REQUIREMENT:
Reproduce the following lines verbatim, beginning at the line that contains "Reviewer note. Confirm that each instance of the knee" and stopping after the line that contains "<point>293,119</point>".
** START DATASET ENTRIES **
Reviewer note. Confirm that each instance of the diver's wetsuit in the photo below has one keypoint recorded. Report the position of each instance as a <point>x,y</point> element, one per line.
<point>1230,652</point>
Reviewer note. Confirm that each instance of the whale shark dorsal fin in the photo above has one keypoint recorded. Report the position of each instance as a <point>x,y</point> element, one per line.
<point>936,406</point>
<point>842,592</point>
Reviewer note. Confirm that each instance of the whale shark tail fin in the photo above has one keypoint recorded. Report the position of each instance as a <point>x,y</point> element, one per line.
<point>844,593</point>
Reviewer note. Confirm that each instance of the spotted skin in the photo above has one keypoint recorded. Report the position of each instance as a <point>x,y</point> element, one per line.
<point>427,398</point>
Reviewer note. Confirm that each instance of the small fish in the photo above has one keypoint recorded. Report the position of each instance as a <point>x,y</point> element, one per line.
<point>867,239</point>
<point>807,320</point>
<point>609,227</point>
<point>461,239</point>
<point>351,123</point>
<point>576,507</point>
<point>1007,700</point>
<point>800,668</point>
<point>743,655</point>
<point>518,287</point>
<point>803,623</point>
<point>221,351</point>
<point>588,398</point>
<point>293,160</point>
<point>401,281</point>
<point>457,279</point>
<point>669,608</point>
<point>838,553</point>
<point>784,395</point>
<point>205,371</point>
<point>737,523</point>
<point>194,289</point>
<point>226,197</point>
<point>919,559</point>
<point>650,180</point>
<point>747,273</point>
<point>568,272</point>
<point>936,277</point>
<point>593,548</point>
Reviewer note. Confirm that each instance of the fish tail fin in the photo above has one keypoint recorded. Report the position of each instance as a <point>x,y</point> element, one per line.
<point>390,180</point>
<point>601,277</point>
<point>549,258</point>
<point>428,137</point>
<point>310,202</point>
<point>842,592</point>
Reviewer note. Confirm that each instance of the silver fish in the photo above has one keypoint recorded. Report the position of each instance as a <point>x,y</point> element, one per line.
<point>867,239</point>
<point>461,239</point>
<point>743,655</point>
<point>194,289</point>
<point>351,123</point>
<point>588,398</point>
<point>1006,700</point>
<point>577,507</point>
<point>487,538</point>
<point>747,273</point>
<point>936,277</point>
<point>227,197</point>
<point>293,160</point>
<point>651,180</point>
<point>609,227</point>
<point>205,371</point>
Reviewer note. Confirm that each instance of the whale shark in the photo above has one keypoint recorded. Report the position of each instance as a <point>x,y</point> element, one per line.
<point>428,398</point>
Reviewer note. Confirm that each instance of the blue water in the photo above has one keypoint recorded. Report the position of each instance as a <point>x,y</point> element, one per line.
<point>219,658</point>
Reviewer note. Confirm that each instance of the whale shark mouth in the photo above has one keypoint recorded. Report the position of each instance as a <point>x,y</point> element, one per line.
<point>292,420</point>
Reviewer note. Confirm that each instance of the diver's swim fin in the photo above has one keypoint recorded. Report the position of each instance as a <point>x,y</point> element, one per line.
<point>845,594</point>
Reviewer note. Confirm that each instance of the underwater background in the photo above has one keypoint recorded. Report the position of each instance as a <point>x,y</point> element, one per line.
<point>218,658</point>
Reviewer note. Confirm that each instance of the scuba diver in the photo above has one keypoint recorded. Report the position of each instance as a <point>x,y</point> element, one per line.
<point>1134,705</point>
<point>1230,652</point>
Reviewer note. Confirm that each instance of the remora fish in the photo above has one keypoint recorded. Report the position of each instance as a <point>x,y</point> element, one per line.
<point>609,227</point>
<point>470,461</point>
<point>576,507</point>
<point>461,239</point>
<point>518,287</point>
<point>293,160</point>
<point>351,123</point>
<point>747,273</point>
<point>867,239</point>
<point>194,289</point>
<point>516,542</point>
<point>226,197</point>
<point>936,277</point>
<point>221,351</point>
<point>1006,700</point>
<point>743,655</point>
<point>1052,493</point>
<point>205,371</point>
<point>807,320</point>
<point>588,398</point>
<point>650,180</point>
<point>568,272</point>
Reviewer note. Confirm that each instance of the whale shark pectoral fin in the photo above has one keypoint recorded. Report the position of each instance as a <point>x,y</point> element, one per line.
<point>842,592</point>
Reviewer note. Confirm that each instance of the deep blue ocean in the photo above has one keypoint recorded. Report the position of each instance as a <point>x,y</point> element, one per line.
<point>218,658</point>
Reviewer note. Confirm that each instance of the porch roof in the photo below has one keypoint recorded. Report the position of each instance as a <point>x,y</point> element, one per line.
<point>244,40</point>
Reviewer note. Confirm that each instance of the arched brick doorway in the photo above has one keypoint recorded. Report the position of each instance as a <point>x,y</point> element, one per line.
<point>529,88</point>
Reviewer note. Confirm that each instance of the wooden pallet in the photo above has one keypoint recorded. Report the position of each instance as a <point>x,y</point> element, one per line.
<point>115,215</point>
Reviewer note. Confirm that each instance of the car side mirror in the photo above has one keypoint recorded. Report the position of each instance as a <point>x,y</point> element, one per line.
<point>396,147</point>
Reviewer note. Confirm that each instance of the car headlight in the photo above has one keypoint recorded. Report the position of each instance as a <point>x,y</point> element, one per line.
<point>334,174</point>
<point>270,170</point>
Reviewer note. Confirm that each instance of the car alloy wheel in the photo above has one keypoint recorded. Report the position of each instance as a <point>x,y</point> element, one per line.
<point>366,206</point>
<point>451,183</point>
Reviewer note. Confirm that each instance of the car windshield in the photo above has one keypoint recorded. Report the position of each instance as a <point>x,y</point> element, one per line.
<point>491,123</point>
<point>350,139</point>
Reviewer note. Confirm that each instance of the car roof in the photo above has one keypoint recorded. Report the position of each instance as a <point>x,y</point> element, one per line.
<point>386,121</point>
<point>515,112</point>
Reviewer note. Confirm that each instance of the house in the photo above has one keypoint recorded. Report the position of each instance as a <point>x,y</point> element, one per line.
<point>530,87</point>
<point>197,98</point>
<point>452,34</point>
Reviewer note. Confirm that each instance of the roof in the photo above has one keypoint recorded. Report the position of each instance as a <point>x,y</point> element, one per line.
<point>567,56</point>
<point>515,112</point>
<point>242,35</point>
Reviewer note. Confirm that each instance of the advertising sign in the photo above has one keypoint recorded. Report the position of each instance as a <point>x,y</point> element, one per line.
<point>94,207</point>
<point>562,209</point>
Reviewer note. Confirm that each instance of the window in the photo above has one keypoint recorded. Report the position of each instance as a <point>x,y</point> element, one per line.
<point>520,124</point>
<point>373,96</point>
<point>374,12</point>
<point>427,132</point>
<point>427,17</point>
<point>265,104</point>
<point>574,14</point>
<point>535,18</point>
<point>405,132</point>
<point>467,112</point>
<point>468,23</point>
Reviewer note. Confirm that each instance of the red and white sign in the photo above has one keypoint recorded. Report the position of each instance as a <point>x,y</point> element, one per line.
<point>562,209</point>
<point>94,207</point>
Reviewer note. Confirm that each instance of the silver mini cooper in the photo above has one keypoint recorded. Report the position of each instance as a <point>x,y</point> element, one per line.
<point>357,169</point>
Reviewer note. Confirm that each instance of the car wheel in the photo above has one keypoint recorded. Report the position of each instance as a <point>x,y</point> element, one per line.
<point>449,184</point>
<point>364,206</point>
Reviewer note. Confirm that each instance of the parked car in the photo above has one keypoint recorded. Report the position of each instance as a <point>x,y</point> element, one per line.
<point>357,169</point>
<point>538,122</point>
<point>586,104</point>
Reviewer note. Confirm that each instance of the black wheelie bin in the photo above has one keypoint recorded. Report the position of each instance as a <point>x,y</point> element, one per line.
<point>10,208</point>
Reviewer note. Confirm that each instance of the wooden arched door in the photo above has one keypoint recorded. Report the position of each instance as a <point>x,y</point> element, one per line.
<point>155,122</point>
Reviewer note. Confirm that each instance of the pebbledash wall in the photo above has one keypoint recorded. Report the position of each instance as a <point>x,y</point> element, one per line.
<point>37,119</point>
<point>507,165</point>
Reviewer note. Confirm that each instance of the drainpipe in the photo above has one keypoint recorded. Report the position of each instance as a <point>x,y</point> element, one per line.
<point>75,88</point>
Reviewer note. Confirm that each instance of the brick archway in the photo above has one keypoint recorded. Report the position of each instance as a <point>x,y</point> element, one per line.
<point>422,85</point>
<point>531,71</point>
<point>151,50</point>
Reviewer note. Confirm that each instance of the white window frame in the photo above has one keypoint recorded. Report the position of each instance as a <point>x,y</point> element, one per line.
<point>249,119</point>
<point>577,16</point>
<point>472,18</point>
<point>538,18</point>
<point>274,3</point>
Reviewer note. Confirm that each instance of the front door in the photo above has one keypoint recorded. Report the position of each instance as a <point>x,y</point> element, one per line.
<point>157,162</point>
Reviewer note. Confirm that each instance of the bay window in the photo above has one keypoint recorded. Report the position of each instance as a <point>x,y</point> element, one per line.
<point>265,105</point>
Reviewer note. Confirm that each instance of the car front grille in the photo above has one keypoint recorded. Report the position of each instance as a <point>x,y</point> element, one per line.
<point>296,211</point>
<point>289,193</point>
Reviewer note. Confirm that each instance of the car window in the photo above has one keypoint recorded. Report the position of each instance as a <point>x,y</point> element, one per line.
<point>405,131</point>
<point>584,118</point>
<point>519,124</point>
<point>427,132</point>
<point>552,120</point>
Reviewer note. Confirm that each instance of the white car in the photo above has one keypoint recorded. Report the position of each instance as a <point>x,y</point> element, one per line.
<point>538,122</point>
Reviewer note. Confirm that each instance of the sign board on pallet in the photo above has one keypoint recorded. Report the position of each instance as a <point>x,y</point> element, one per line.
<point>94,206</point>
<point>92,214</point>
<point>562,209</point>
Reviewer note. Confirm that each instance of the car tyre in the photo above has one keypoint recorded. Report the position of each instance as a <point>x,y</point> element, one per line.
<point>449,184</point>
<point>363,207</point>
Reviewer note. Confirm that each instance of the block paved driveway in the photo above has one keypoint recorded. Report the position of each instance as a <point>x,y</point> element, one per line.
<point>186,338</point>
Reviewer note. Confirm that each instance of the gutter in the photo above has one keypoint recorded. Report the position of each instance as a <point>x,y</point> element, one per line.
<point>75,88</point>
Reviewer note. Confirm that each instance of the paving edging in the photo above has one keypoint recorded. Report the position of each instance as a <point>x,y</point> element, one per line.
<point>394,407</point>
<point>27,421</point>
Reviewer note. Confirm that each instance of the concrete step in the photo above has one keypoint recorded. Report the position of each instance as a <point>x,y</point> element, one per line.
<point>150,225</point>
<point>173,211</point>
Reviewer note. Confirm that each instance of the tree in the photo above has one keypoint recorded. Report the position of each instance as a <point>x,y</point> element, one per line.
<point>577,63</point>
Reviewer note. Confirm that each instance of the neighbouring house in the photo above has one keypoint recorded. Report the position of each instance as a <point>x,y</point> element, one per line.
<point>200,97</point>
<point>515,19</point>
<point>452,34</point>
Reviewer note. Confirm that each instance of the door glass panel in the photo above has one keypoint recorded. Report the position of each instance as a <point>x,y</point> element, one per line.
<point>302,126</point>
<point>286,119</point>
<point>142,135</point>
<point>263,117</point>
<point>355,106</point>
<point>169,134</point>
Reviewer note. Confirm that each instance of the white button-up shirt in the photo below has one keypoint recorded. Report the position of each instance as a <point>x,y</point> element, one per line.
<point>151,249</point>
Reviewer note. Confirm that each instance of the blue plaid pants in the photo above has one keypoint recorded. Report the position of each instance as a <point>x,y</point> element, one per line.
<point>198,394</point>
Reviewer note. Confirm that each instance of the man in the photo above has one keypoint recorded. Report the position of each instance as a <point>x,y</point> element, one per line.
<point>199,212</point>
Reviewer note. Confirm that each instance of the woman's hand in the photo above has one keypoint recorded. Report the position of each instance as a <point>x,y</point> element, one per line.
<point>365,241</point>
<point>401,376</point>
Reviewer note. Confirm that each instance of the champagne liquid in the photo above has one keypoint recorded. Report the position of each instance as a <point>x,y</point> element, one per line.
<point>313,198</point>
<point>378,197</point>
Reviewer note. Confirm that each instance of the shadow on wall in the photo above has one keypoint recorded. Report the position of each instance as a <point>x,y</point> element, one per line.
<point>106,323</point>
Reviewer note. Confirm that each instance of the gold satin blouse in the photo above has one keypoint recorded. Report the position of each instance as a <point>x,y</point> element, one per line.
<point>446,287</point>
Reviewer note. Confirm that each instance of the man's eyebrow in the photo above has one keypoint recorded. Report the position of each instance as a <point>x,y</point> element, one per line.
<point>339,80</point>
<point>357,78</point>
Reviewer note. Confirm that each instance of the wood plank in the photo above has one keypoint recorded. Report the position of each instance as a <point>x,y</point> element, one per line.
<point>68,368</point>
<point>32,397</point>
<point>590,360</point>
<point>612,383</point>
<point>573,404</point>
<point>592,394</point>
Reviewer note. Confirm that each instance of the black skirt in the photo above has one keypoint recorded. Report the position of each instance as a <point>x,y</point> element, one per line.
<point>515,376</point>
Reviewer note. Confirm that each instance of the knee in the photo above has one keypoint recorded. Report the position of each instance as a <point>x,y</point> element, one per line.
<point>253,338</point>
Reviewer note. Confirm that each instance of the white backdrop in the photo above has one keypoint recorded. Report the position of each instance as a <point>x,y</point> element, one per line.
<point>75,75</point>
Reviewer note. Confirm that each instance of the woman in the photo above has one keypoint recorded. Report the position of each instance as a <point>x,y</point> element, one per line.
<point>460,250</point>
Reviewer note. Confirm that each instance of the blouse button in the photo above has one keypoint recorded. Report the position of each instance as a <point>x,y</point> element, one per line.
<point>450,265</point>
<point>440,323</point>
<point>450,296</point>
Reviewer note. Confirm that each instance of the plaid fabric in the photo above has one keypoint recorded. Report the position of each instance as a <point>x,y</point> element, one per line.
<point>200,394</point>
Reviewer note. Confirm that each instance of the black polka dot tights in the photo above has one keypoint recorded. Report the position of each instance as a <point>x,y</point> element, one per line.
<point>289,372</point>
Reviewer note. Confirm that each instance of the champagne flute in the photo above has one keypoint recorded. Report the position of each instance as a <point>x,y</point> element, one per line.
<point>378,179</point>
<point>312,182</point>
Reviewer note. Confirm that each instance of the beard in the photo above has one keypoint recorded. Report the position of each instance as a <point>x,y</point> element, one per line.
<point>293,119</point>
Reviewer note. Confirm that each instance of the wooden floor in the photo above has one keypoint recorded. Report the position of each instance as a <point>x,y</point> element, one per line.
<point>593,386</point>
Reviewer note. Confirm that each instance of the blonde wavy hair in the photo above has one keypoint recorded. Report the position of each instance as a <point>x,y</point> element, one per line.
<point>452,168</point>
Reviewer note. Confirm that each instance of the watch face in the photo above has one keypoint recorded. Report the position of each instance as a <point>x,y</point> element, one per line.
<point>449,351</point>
** END DATASET ENTRIES **
RESULT:
Reviewer note. Confirm that each instance of the knee in the photo above has one keypoint recorded. Report the position of each instance as a <point>x,y</point> element, one per line.
<point>253,338</point>
Reviewer note. Confirm that each instance of the white backdrop in the photo above has one keypoint recorded. Report the position of each instance as a <point>x,y</point> element, one per line.
<point>75,75</point>
Reviewer note. Confirm that each instance of the woman in the photo above has one keypoint recorded. Report the position of each instance as a <point>x,y</point> element, one per line.
<point>460,250</point>
Reviewer note. Confirm that each instance of the blouse button in the photo above has one keypoint recorded. Report the position of each instance as a <point>x,y</point> element, one per line.
<point>450,265</point>
<point>440,323</point>
<point>450,296</point>
Reviewer note. Confirm that each instance of the plaid fabric in the photo above has one keypoint recorded. Report the position of each instance as a <point>x,y</point> element, one per line.
<point>200,394</point>
Reviewer note. Confirm that each instance of the black polka dot tights in the photo above has one keypoint recorded. Report the position of each instance as a <point>x,y</point> element, one per line.
<point>289,372</point>
Reviewer note. Confirm that each instance of the champagne flute in the photo above has one keypoint recorded. Report the position of each instance as a <point>x,y</point> element, one per line.
<point>378,179</point>
<point>312,182</point>
Reviewer note. Confirm that each instance of the beard in the photo above has one keypoint recorded. Report the position of each instance as a <point>x,y</point> element, one per line.
<point>293,119</point>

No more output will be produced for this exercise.